| Gestellte Aufgabe A |
Suche in den Einträgen jede Zeile heraus, die das Wort „tripod“ enthält, und gib sie vollständig wieder. Groß- und Kleinschreibung zählt.

| Seitentext |

Ballett: Zwischen Tanz und Kampf
Gemischte Reaktionen auf Martin Schläpfers Premiere in der Deutschen Oper am Rhein.
Düsseldorf. So viel Anfang war lange nicht an der Deutschen Oper am Rhein: Geradezu euphorische Stimmung herrschte im Publikum bei der Eröffnungspremiere von Martin Schläpfer.
Die Neugier auf den neuen Ballettchef war groß, zählt der Schweizer doch fraglos zu den interessantesten klassischen Choreografen der jüngeren Generation.
Mit seinem Anspruch, in Düsseldorf "Ballettkunst für das 21. Jahrhundert" zu schaffen, verkörpert er die Hoffnung auf Innovation von internationalem Format nach 13 Jahren konservativer Ästhetik unter Youri Vàmos.

| Verfügbare Daten |
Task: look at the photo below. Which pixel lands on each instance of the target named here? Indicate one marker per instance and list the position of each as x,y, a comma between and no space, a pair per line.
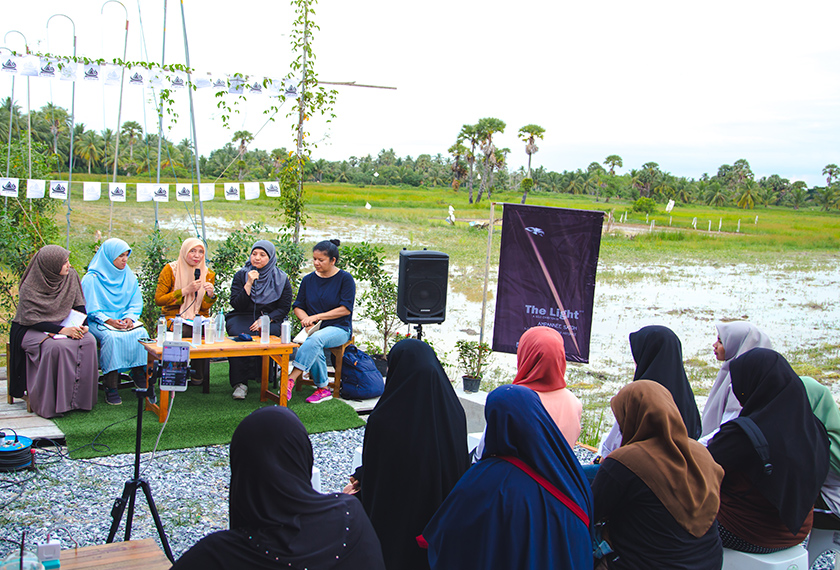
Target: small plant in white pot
472,357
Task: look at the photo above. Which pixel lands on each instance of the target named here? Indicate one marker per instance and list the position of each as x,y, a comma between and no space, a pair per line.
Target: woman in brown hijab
659,492
55,364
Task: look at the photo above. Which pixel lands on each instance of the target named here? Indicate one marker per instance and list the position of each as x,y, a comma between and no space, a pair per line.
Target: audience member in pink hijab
541,366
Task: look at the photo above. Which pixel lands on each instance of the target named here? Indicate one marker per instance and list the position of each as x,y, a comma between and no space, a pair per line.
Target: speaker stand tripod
130,490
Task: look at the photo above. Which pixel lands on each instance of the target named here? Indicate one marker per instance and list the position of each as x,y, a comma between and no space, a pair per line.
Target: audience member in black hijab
415,451
767,505
276,519
657,351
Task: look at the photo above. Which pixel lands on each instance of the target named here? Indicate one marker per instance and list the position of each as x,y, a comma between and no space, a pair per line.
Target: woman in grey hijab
259,288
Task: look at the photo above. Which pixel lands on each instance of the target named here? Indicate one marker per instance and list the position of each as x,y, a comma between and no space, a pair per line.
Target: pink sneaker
320,395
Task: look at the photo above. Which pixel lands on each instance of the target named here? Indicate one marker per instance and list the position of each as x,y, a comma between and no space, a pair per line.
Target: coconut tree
487,127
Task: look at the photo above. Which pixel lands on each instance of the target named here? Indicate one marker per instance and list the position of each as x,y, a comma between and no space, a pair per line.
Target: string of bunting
142,74
145,192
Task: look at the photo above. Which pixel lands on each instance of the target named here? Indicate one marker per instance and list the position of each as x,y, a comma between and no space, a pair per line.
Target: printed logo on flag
47,68
8,187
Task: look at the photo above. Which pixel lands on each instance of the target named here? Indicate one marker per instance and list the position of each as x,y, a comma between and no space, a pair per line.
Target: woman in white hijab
734,339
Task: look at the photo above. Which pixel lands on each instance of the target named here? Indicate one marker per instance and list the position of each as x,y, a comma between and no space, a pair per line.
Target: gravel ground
189,487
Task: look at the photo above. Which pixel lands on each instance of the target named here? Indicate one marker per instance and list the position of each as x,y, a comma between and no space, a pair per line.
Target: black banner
547,266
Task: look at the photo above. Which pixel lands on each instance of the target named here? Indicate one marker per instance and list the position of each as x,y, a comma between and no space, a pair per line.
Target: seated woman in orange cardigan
179,293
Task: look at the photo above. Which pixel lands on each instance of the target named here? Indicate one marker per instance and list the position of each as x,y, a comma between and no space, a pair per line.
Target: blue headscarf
113,292
497,516
269,286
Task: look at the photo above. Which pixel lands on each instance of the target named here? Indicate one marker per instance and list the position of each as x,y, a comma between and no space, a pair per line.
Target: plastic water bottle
209,331
161,331
265,324
197,330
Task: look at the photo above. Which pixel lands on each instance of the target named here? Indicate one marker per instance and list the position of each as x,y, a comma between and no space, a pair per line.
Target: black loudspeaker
421,296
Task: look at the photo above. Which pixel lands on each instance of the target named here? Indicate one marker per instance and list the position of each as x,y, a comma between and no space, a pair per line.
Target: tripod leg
148,492
119,508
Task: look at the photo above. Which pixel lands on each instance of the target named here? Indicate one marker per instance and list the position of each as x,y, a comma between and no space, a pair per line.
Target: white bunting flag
111,74
236,84
137,76
202,81
35,189
272,189
161,192
67,70
179,80
231,191
252,190
184,193
91,72
48,68
9,187
145,192
116,192
58,190
206,191
92,191
29,65
9,64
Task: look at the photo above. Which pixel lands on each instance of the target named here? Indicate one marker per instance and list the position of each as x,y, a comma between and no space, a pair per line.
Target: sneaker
240,391
112,396
320,395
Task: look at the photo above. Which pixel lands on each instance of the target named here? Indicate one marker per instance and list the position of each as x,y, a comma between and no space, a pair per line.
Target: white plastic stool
822,540
316,479
793,558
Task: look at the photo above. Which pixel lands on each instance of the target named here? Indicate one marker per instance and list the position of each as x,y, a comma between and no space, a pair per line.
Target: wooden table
275,350
134,554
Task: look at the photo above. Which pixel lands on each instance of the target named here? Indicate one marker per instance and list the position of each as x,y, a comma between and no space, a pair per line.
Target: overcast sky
689,85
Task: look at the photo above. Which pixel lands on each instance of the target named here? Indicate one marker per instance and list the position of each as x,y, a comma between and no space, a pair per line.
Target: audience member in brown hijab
56,365
659,492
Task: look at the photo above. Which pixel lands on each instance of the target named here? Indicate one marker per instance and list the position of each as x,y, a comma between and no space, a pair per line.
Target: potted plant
472,357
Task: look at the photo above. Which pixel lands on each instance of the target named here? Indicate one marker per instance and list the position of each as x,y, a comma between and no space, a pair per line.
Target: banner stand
486,272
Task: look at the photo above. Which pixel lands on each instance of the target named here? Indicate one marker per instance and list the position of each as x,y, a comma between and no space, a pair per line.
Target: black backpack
360,379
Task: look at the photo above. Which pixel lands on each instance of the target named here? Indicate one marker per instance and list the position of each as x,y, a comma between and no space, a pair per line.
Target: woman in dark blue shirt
326,295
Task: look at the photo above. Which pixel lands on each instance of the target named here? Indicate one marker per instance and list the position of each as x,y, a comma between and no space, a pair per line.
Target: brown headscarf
45,294
185,274
655,446
541,360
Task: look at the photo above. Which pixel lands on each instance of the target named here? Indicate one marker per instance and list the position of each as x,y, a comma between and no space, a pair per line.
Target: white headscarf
737,337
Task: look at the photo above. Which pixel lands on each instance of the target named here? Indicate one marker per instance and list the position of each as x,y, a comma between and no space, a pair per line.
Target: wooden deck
25,423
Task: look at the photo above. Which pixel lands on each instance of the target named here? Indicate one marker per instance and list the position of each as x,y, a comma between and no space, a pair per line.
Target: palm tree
487,127
88,147
612,161
469,133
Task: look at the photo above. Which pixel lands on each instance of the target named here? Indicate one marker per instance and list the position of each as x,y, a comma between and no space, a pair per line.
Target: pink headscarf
541,360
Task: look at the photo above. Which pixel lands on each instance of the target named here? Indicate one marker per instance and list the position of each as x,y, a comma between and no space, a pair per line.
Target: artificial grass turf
196,419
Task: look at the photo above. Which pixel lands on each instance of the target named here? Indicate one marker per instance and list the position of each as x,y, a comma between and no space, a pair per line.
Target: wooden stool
338,353
9,398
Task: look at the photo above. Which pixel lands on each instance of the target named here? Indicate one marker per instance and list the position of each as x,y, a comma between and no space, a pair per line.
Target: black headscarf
415,451
272,280
276,518
775,399
658,355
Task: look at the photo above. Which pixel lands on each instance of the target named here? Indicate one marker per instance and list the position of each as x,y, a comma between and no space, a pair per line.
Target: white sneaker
240,391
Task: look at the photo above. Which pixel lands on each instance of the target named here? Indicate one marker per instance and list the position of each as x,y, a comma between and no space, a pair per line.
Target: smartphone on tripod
175,366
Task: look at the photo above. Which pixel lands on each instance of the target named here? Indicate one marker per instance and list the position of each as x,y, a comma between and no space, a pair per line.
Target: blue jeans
310,355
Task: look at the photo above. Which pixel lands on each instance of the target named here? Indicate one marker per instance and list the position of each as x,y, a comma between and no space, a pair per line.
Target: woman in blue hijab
114,302
259,288
526,504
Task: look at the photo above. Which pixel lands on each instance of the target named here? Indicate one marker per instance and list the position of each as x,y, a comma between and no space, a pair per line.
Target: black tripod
130,490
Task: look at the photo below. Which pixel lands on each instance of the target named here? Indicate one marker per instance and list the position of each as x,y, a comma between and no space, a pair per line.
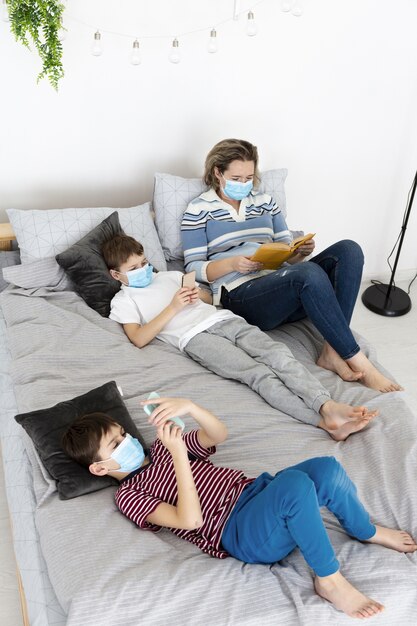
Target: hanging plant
40,21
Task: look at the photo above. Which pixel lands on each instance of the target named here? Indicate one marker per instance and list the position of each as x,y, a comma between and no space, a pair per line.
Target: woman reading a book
225,226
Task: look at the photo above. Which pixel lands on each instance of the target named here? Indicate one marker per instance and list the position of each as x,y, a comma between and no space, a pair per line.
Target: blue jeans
324,289
275,514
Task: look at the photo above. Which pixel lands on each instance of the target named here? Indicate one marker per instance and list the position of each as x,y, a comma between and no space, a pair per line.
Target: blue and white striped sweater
211,230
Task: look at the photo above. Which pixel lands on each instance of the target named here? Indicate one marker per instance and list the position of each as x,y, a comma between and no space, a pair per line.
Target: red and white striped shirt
218,489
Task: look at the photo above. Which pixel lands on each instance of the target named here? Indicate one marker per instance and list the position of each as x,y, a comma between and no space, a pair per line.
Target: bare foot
371,376
345,597
330,360
395,539
341,420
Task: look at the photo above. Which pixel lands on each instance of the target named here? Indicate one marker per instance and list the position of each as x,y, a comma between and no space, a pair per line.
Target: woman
222,228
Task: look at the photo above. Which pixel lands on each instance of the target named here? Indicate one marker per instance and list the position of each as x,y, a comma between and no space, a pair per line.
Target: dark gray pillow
46,426
84,264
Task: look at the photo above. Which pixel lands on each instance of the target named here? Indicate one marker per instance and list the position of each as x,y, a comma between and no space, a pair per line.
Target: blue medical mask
141,277
129,455
236,190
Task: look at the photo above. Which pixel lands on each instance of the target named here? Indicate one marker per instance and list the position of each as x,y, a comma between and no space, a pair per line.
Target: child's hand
167,409
171,437
182,298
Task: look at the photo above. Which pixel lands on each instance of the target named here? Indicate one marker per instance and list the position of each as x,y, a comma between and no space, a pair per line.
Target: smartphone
188,280
148,408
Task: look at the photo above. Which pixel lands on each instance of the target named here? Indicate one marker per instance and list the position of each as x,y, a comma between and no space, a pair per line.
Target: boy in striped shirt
174,485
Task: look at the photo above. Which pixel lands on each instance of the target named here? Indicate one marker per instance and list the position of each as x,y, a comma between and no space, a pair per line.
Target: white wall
329,95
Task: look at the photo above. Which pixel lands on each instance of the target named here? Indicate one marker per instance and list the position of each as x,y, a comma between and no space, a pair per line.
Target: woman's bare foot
330,360
398,540
371,376
341,420
345,597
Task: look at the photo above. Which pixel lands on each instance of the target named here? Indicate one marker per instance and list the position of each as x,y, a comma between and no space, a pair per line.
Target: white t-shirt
140,305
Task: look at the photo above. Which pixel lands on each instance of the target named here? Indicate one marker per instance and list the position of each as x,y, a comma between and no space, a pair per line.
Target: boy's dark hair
118,249
81,441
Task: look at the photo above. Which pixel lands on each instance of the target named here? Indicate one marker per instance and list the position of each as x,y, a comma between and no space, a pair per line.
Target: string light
175,55
286,5
212,42
96,49
135,57
4,12
236,10
297,10
251,27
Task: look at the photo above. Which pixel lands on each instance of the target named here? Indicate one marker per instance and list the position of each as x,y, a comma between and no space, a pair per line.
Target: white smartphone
188,280
148,408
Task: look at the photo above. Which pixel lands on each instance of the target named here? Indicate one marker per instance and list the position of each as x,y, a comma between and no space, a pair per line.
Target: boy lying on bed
220,510
153,305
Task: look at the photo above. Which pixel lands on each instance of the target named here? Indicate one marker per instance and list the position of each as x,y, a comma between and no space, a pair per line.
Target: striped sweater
212,230
218,489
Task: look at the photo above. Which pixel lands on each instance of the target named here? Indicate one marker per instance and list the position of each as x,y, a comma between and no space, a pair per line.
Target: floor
396,342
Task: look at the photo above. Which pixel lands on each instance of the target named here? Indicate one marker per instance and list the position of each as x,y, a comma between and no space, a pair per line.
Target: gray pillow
84,264
41,273
172,194
7,258
46,426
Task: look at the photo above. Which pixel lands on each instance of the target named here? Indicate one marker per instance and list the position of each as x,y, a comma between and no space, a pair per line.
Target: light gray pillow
172,194
7,258
46,233
40,273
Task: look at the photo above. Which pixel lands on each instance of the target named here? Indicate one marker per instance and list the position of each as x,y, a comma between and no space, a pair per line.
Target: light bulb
297,10
175,55
62,33
135,57
5,12
286,5
236,9
251,27
212,42
96,49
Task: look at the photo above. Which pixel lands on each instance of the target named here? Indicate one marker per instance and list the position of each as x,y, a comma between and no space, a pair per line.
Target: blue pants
275,514
324,289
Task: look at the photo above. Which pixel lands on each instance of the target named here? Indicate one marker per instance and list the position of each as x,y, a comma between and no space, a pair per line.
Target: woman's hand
307,248
244,265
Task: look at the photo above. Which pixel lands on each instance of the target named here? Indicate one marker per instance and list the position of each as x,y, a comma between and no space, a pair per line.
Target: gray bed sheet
106,572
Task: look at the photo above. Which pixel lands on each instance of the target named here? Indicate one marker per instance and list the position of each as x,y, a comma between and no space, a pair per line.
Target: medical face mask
236,190
129,455
141,277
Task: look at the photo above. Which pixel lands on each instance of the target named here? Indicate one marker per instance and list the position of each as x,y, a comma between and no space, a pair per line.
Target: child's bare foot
341,420
371,376
345,597
330,360
398,540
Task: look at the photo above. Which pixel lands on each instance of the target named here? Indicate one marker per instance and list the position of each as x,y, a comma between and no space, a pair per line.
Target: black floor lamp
387,299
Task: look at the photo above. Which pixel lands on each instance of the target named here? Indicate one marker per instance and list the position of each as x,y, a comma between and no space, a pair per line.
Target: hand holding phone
188,280
148,408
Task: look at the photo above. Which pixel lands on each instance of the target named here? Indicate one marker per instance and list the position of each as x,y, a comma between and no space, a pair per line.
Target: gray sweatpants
235,349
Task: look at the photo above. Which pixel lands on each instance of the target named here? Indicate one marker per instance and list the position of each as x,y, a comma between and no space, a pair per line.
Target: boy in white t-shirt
155,305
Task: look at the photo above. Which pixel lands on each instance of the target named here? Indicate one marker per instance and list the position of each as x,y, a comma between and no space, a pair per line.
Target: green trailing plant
40,21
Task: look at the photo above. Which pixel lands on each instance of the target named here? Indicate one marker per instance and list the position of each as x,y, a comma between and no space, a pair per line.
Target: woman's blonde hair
223,153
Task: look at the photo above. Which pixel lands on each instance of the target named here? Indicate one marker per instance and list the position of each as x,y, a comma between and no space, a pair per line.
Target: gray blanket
106,572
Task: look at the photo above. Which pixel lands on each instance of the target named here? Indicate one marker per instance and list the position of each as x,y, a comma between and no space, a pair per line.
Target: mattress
83,563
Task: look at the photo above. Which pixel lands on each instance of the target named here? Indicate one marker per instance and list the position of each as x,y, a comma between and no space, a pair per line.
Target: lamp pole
386,299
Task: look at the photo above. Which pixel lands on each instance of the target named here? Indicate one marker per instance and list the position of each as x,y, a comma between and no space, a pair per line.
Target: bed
82,563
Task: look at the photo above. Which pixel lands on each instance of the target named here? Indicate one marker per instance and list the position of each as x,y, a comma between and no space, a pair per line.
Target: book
272,255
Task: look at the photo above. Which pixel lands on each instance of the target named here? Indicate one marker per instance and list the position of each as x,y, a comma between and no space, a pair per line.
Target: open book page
272,255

| Gestellte Aufgabe B |
Übersetze diesen Satz aus dem Bericht über Martin Schläpfers Premiere ins Englische: „Die Neugier auf den neuen Ballettchef war groß, zählt der Schweizer doch fraglos zu den interessantesten klassischen Choreografen der jüngeren Generation.“

| Fertige Antwort A |
Target: speaker stand tripod
Target: tripod leg
Target: smartphone on tripod
Target: black tripod

| Fertige Antwort B |
Curiosity about the new ballet director was great, since the Swiss artist is unquestionably among the most interesting classical choreographers of the younger generation.